- **WRITTEN PROBLEM**
Please copy every one of the records below word for word.

- **EXERCISE MATERIAL**
'''
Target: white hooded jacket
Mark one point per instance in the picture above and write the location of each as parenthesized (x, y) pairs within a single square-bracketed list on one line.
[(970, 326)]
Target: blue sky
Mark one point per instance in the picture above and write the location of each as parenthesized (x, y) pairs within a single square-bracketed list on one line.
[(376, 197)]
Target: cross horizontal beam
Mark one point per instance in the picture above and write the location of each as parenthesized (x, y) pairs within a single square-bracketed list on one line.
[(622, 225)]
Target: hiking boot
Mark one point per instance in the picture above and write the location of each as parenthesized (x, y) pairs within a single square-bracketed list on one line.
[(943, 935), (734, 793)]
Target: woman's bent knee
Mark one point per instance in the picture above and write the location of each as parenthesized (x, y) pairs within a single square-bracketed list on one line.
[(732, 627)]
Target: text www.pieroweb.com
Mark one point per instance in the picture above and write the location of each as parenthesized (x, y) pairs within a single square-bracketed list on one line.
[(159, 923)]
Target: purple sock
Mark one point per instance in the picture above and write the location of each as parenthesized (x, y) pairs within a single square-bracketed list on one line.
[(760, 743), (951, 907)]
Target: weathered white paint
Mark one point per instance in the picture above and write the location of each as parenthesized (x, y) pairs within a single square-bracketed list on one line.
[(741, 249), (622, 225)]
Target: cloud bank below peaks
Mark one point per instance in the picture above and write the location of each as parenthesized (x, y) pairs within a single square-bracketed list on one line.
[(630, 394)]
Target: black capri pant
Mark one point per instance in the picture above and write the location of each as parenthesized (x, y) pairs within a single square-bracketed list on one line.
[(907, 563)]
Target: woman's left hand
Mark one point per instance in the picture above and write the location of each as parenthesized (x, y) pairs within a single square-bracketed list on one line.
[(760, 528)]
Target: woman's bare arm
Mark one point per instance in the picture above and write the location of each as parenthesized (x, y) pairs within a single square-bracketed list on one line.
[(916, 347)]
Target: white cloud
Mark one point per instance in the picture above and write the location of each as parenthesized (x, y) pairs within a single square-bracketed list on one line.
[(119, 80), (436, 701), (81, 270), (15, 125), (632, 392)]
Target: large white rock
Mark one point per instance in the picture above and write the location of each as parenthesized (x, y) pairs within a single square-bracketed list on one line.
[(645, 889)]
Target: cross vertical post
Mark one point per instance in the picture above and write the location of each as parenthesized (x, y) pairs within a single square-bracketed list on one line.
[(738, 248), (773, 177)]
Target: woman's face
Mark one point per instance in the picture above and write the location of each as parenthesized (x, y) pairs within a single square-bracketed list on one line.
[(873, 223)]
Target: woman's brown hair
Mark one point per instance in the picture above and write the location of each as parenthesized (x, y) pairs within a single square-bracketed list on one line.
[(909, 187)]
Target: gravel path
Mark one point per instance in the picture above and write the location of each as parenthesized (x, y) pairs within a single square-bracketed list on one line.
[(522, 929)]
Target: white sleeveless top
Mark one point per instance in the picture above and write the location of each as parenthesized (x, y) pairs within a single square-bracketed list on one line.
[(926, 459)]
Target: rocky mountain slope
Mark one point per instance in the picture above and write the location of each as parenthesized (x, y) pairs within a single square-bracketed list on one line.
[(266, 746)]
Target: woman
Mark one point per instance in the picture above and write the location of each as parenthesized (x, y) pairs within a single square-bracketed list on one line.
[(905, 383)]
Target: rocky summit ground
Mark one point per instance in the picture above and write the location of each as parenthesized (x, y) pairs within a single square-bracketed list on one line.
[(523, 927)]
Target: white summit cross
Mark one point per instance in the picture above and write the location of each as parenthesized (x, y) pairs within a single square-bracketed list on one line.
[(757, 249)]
'''
- **TASK OUTPUT**
Target: white hooded jacket
Mark one point per instance in the picture above and write the location of each as parenthesized (x, y) pairs within a single square-bracketed list on one line.
[(970, 326)]
Target: blue sky
Mark one point per instance in the picture above and write the location of each as parenthesized (x, y) pairs within a single square-bracketed list on one line.
[(376, 197)]
Target: cross horizontal beam
Mark one point per instance in the picture above and write the location of each as parenthesized (x, y) pairs within a single square-bracketed list on one line.
[(622, 225)]
Target: hiking boot
Mark one point per instance in the picture above and write the location of each as parenthesized (x, y) pairs within a single square-bracketed list on one line.
[(943, 935), (734, 793)]
Target: woman's bent knee
Mark one point per instance in the picture above and write the location of each as parenthesized (x, y) pairs within a single square-bracketed list on one line.
[(732, 627)]
Target: text www.pieroweb.com
Mark one point per instance in the picture above and write the location of each as parenthesized (x, y) pairs within a single square-bracketed list on one line.
[(159, 923)]
Target: purple sock
Mark one point per instance in the picture above and write the location of each as parenthesized (x, y) pairs within a single square-bracketed list on one line.
[(760, 743), (951, 907)]
Target: weathered white paint
Mark one point per instance in the picture above and write the location of each as parenthesized (x, y) pairs within a single square-bracketed list on one line.
[(741, 249), (622, 225)]
Target: cloud bank below peaks
Mark one point per instance in the picture above and write the location of each as parenthesized (x, y) pairs within a single square-bracketed list on one line.
[(630, 394)]
Target: black capri pant
Mark one point per instance in the picture above and write the location of each as parenthesized (x, y) pairs within a single square-bracketed list on one line.
[(907, 563)]
Target: woman's left hand
Mark one point per instance in the picture above and write the location of each as parenthesized (x, y) pairs within a single square-bracketed list on one line.
[(760, 528)]
Target: woman's bare arm
Mark one point per instance in the picture above and write the location of each as parenthesized (x, y) pairs within a single square-bracketed list on one line.
[(916, 347)]
Target: white cloud
Mark one point per instance in the picture above and write the location of each as parenthesized (x, y) pairs within a single square-bracketed list on one line.
[(119, 80), (436, 701), (81, 270), (15, 125), (632, 392)]
Target: large white rock
Mark one point per instance in the picture above and write the location of each as parenthesized (x, y) pairs within a single square-bracketed list on one line.
[(645, 889)]
Target: cross vertical post
Mark one point per instance in the picture above and write the location of each as parenthesized (x, y) pairs within a single square-bracketed list on one line.
[(738, 248), (773, 177)]
Target: woman's face
Mark one point per instance in the picture above and write the location of each as parenthesized (x, y) pairs within a single square-bracketed list on one line.
[(873, 223)]
Target: woman's brown hair
Mark one point per instance in the picture above and write the location of each as parenthesized (x, y) pairs within a single square-bracketed list on one line.
[(909, 187)]
Target: gravel path
Mark one point per instance in the picture above and write the location of each as parenthesized (x, y) pairs within a single square-bracketed list on one line.
[(522, 929)]
Target: white sleeveless top
Mark one point per instance in the picture above and write the location of each as parenthesized (x, y) pairs within a single square-bracketed list on one line.
[(926, 459)]
Target: rocky mountain slope
Mark one point per instance in the picture above and write the location of each as parenthesized (x, y) pairs within a single square-bracketed list on one line.
[(266, 746)]
Target: woman
Mark one point per instance in the picture above and write the location of each as parenthesized (x, y) pairs within a single square-bracketed list on one line.
[(905, 383)]
Target: rocky summit ground
Mark one point per instance in the picture above and write the location of each as parenthesized (x, y) pairs within a single square-bracketed list on one line.
[(523, 927)]
Target: white summit cross
Mark one point per instance in the picture above and write the location of each as parenthesized (x, y) pairs within a single square-bracketed list on one line.
[(757, 249)]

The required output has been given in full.